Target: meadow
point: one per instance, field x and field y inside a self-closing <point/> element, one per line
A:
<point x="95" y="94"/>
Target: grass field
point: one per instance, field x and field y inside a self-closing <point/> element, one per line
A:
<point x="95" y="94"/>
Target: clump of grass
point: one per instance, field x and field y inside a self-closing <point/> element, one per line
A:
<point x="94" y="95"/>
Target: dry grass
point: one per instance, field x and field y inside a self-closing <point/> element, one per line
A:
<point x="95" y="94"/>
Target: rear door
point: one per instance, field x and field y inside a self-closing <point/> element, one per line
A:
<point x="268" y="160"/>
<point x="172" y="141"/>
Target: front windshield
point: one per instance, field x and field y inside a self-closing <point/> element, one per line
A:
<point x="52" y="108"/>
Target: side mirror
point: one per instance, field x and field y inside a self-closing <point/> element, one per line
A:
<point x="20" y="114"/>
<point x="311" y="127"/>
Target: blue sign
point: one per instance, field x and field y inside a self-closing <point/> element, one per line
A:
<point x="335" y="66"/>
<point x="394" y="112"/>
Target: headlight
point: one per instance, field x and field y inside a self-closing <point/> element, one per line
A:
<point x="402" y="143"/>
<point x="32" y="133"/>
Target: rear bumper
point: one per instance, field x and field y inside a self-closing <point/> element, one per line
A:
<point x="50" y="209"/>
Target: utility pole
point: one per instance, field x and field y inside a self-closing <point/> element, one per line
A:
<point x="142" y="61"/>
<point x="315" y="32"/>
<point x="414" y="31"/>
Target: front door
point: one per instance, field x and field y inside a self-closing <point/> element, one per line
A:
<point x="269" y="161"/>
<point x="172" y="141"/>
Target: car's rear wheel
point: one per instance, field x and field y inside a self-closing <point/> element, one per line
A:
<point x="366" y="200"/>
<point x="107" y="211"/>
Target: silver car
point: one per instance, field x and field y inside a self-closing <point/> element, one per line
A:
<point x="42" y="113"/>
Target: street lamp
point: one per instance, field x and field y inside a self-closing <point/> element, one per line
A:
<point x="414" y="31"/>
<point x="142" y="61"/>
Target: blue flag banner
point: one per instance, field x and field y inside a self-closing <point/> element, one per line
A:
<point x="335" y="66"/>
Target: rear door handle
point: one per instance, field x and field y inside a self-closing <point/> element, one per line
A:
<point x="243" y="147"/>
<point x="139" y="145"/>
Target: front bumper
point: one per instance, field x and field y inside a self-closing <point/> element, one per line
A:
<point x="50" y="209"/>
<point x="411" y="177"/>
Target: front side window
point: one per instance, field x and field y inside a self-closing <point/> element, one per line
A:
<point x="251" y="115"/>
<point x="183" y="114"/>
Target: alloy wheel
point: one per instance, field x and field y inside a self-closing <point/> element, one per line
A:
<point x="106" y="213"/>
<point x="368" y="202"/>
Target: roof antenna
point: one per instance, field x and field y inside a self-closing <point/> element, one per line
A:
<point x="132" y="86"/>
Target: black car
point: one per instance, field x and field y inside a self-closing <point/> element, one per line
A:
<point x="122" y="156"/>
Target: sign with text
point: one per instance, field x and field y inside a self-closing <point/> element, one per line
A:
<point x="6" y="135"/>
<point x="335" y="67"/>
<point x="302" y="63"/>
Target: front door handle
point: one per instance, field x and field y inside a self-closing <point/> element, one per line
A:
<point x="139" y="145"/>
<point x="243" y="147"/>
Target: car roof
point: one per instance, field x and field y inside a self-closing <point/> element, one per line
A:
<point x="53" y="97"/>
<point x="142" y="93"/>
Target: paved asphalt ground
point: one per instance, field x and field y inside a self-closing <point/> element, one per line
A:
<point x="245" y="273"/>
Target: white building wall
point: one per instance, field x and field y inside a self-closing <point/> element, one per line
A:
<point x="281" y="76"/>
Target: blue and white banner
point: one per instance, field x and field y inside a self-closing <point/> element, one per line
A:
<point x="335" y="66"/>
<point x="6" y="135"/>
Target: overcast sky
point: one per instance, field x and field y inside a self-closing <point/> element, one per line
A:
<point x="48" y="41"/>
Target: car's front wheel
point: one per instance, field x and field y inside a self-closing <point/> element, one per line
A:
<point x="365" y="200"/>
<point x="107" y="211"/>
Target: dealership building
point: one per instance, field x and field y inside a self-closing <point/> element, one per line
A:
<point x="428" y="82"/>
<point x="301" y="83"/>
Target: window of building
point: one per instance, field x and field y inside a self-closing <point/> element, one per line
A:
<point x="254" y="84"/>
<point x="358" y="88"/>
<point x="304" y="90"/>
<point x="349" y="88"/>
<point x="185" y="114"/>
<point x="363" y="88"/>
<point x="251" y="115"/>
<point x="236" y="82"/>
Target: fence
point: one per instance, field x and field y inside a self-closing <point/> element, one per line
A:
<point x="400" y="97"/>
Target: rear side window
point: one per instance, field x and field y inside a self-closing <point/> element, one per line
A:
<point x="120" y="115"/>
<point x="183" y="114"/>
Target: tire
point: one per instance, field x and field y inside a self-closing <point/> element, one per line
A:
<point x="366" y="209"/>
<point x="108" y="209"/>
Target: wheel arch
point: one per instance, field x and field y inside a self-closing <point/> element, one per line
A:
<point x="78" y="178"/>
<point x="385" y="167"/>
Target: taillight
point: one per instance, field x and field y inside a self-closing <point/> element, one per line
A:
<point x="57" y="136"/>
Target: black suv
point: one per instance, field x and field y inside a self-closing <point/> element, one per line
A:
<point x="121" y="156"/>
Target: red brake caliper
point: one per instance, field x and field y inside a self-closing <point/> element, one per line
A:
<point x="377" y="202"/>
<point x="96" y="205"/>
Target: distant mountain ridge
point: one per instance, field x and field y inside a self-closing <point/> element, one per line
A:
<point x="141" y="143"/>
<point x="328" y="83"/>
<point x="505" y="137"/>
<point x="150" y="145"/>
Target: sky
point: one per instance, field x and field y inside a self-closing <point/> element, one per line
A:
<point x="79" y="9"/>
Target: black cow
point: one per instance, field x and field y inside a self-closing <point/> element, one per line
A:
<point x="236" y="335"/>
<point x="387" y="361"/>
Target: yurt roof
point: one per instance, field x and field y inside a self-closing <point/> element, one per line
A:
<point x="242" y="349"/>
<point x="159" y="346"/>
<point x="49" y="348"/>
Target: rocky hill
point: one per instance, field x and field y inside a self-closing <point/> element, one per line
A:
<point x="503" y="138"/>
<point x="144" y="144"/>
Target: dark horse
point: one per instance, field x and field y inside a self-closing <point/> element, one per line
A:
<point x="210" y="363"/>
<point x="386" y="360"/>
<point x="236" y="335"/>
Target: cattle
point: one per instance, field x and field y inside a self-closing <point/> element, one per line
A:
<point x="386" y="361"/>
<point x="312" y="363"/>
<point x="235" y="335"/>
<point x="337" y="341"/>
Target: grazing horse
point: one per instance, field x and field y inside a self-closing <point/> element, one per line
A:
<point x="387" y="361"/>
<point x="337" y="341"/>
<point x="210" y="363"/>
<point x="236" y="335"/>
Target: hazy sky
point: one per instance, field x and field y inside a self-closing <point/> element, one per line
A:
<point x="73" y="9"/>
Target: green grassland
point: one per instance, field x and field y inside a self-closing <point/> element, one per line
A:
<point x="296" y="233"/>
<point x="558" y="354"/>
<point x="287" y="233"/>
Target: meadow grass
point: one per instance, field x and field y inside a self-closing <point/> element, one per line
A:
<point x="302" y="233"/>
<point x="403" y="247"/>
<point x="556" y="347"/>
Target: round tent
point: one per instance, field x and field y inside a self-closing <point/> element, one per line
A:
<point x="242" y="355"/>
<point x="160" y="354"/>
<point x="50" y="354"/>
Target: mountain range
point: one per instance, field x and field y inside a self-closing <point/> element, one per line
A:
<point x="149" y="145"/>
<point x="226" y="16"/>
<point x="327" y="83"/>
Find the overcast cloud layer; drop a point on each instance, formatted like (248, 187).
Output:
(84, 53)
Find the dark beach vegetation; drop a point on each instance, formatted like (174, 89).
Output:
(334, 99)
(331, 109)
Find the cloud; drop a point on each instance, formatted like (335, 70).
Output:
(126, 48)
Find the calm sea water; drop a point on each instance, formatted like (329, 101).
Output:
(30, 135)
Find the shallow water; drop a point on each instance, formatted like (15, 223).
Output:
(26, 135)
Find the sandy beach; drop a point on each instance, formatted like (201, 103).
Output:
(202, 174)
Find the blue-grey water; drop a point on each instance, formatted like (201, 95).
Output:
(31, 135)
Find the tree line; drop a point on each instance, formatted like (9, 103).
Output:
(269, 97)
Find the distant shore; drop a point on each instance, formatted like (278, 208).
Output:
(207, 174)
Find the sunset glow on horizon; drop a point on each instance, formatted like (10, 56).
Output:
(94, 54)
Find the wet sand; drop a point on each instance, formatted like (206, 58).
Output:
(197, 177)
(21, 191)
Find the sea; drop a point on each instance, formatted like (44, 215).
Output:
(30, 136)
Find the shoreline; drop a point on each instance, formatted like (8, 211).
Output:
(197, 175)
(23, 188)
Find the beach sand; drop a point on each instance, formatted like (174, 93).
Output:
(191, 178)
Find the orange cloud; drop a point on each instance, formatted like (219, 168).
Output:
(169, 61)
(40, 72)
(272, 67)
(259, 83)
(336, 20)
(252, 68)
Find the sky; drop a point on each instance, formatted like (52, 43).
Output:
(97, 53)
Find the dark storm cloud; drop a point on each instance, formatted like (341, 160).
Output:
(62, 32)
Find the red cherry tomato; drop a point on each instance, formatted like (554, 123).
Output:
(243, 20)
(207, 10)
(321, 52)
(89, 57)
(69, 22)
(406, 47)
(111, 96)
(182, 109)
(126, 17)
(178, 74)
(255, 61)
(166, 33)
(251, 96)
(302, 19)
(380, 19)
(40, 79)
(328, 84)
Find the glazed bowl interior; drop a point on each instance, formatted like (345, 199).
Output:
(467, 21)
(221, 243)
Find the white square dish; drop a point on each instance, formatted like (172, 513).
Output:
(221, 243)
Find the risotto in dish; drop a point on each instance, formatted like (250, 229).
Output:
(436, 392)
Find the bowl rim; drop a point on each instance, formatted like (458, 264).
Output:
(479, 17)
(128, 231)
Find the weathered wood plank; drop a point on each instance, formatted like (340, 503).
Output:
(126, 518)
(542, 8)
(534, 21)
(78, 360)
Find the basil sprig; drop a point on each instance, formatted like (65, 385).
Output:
··········
◆ GOAL OF THE EXERCISE ◆
Please go over the data above and copy each line with "cloud" in it.

◆ FINAL ANSWER ◆
Find the overcast cloud layer; drop a point on each instance, formatted like (248, 187).
Find the cloud; drop a point on each instance, formatted like (335, 70).
Find the orange cloud; drop a point on each instance, formatted like (219, 168).
Find the dark storm cloud; drop a point on each instance, formatted like (341, 160).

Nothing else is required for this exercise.